┌─ Data for the task

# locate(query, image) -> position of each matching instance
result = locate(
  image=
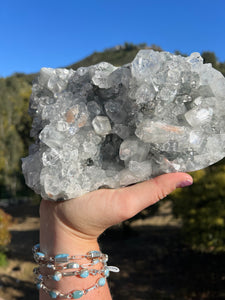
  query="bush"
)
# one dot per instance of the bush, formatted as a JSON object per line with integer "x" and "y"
{"x": 5, "y": 236}
{"x": 202, "y": 209}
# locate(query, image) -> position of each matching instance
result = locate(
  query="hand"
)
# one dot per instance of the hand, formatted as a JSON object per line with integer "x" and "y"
{"x": 86, "y": 217}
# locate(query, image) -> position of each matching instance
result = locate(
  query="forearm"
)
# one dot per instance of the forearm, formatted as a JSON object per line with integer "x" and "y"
{"x": 55, "y": 238}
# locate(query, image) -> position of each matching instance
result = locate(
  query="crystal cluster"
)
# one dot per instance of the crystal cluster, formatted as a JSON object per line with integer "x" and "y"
{"x": 104, "y": 126}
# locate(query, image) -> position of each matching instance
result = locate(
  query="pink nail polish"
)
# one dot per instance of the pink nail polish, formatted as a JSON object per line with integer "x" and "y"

└─

_Goal_
Please turn all of the data above into a numbered list with one line per item, dropping any blank lines. Leave the picture out.

_Answer to this task_
1. # locate(query, image) -> position of each matching instance
2. result = locate(
3.   image=
4.   query="bush"
5. )
6. # one dot per instance of the bush, formatted as a JSON object per line with integer "x" and "y"
7. {"x": 5, "y": 236}
8. {"x": 202, "y": 209}
9. # locate(query, image) -> position of each matching instance
10. result = locate(
11.   query="hand"
12. )
13. # one dot per instance of the hand, formatted as a JSON object per line with integer "x" and "y"
14. {"x": 86, "y": 217}
15. # locate(query, image) -> position of each matching instance
16. result = locate(
17.   query="forearm"
18. )
19. # one dot per instance of the forearm, formatted as a JSON object per line with integer "x" and "y"
20. {"x": 55, "y": 238}
21. # locate(query, image) -> position of each matching instance
22. result = locate(
23.   query="crystal cluster"
24. )
25. # one dot per instance of the crystal cluster, formatted as a JSON object per line with integer "x" and "y"
26. {"x": 104, "y": 126}
27. # locate(query, image) -> position of each matching instance
28. result = locate(
29.   query="pink nail polish"
30. )
31. # one dot per instance of the pink nail polish, formatted as a JSON object per line with integer "x" and "y"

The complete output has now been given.